— START OF Extracted entries —

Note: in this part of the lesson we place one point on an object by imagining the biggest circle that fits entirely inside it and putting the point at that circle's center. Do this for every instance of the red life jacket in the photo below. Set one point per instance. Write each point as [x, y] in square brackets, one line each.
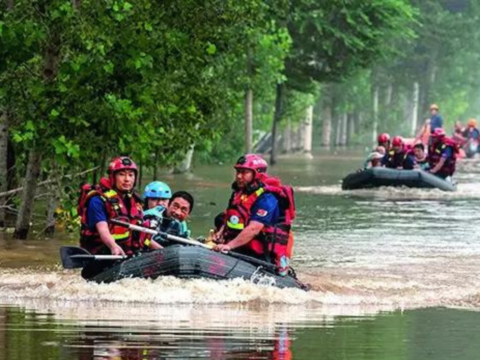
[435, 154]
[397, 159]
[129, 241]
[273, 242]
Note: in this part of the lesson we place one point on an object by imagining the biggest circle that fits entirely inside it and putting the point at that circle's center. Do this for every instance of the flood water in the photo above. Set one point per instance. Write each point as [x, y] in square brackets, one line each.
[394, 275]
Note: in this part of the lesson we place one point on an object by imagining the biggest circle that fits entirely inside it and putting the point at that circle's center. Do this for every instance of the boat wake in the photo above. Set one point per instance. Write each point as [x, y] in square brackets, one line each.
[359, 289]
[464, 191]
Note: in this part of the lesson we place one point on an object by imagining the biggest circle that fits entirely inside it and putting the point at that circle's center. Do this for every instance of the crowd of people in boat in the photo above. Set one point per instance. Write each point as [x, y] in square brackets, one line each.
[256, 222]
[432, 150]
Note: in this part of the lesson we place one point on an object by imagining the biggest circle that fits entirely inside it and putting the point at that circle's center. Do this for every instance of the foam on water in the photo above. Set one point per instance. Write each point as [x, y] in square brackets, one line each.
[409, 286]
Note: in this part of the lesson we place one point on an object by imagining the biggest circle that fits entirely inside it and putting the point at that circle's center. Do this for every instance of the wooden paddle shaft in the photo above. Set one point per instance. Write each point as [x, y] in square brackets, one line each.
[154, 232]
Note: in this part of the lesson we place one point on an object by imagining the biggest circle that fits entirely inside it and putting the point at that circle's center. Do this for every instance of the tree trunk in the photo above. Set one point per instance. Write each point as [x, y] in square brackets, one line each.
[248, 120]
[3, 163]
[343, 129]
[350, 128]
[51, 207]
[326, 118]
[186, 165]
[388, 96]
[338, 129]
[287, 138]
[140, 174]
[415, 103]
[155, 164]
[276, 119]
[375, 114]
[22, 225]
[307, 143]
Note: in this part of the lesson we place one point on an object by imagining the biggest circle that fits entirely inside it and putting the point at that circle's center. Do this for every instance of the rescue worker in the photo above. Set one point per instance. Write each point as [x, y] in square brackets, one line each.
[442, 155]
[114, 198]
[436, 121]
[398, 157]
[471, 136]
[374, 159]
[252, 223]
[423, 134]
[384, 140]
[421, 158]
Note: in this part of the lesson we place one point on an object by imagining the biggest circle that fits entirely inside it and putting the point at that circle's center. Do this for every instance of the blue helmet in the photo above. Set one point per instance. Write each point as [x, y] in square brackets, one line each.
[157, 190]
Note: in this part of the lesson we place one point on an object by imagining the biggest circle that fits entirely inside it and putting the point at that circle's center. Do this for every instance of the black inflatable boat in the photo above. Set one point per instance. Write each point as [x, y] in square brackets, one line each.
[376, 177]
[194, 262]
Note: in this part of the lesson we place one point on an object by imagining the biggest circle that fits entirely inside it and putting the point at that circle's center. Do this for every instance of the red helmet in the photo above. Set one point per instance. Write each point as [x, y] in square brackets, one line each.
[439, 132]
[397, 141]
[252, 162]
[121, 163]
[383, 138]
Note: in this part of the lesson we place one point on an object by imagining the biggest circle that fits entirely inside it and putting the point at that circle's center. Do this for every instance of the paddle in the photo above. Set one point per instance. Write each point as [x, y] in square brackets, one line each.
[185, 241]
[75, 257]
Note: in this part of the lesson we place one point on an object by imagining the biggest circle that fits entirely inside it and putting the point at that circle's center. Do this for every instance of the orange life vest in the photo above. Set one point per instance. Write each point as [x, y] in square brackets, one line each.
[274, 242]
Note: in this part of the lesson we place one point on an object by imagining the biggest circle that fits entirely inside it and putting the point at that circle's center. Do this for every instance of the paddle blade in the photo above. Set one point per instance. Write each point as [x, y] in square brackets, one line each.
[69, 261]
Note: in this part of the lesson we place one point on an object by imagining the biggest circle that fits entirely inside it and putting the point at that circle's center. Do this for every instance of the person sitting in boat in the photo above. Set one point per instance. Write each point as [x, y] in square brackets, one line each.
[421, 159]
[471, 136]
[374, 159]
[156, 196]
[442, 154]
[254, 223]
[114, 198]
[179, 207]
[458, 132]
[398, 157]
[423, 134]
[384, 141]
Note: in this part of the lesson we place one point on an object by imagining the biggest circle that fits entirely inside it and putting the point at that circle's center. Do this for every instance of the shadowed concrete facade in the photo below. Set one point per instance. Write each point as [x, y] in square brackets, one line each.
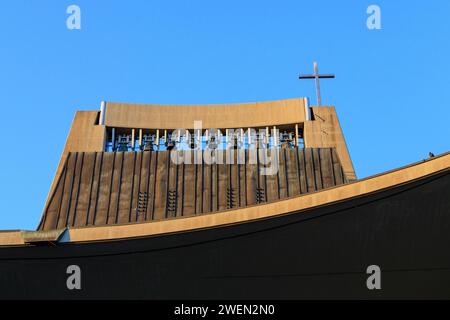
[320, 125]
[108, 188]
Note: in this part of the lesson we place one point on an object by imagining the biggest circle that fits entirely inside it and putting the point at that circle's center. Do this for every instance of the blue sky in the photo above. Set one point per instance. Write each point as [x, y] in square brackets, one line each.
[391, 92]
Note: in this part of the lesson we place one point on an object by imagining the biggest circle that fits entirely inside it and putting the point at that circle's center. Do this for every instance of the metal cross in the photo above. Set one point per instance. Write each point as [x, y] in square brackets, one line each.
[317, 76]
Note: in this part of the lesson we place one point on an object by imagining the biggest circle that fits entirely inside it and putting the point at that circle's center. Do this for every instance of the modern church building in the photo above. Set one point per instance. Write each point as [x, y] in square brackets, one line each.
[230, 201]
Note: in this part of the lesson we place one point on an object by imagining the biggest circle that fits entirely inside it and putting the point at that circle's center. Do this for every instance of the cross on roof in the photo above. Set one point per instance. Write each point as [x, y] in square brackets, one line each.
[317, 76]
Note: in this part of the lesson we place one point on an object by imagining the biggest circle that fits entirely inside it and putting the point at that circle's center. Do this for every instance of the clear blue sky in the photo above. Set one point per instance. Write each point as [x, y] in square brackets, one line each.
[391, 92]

— END OF Extracted entries —

◆ Work to be completed:
Only the lines from the one containing "the blue sky" to the end of the data should be printed, exactly as they stand.

◆ Task output:
Note: in this part of the lesson we place one point on an object by imagining the biggest circle that fits entirely inside it and putting the point at that circle's center. Do this for every instance of the blue sky in the photo above. Set one point per instance. Write each point as [x, y] in square brackets, one line each.
[391, 92]
Note: in this part of the lesson we place one point on an object by imagining the biggest circle that fits entirely inside it and putting the point at that circle's center. Do this for every instance of the metal cross in the photo above. Set one point per instance. Write each point as [x, y] in square brackets, one line each.
[317, 76]
Note: in this part of the lesson we place one point on an object by imagining the biggest circle that fits entirely inside it and putting the point at that circle's center. Do this for every instance of the modern church building in the photo above. Set one point per instance. Write each point as [x, y] in square brackets, one line each.
[230, 201]
Note: in this part of the lesson we place one point on an object by imagining the biggest circle that fits entirely inside it and putting the point at that circle's center. Do this for every instance of the cross on roof in the photo above. Set one point per instance. Write each point as [x, y] in square brackets, one line each.
[317, 76]
Note: in this part of the lesson we place one point on an object by imagining the biggest circle that fits entirely inside it and putting the point at that circle's center. Do this for every instance of the clear blue sky in the photo above. Set one point per instance. Write each point as [x, y] in square brackets, one line each.
[391, 92]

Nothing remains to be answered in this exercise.